• **List of tasks**
1. Write out the part of the comment thread below, starting with "I am delighted" and going on through "doing the impossible.".
2. In the comment thread below, at what age does the writer of the "Sneaking through the gaps." section say they received a seaman's discharge book and identity card?
3. Render this sentence from the comment thread below into French: "Once again, it's only money."

[[ Text shown open ]]

I am delighted when you open out

and answer questions I never dare put to you because I thought they (questions) might be too intrusive.
Thank you for doing the impossible.

Intrusive questions

Please don't worry about that! If a question is too personal, I will explain (nicely) why--as long as it is asked nicely. I am rather easy-going, and very, VERY public in being trans, as I represent a couple of national support organisations.

Gaps comment

Well, -these days- it's certainly possible to privately get hormone levels without ever talking to a doctor or having medical records updated using essentially any name you like assuming you have the money to order the tests over the intertubes.

And... even using local labs it's possible if you can find a cooperative veterinarian. It requires substituting the human sample for the sample from a very real dog so the records are all consistant, but no regulator agency follows that stuff. Once again, it's only money.

Sneaking through the gaps.

To this day I don't understand how my 'friends' on the ship managed to work it so that I got my seamans discharge book and identity card when aged only fourteen. Nor, for the life of me how they got me a national insurance number without my ever producing a birth certificate. I only discovered the lies on my birthcertificate when my brother produced the very first original which he found amongst my mother;s papers after she died. He realised only then in 2002 that my original birth certificate Had lies about my mother's previous marriages before even my older brother was born.. When I applied for my passport, I had to obtain the 'short' version of my passport and lot's of information is not entered upon it. My brother and I were shocked by the discrepancies between his version of my original irth certificate and my later 'short copy' that I had always used for all my identity documents from aged fourteen supposedly fifteen. My birth certificate is a pack of lies and that still irks me.

[[ Text shown closed ]]
[[ Entries provided open ]]

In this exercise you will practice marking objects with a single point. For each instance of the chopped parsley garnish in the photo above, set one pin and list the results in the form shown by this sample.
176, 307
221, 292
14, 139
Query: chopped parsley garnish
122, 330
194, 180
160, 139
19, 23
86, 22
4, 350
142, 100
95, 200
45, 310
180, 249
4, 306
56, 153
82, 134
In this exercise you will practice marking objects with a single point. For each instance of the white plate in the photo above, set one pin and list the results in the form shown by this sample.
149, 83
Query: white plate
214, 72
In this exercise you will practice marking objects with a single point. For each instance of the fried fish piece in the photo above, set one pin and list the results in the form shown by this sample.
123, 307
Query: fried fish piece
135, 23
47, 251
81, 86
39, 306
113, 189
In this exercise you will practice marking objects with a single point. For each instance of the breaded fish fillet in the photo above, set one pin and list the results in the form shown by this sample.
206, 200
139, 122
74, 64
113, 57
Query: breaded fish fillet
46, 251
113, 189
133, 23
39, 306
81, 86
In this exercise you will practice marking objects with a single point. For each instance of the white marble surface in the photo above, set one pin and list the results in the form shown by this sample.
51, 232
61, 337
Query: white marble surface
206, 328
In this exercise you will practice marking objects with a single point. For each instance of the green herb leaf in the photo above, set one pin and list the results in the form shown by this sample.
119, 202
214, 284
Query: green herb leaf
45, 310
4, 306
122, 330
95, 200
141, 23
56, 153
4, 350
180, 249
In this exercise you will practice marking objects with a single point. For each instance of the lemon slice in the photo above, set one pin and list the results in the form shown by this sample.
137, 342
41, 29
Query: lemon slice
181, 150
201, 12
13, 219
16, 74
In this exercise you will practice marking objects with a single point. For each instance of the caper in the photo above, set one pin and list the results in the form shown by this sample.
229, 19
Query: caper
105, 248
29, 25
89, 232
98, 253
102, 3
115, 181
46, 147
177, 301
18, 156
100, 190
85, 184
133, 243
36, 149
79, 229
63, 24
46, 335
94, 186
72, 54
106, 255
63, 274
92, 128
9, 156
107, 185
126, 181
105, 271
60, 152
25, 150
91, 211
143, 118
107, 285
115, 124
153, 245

[[ Entries provided closed ]]

• **Task solutions**
1.
I am delighted when you open out

and answer questions I never dare put to you because I thought they (questions) might be too intrusive.
Thank you for doing the impossible.

2. At age fourteen.

3. Une fois de plus, ce n'est qu'une question d'argent.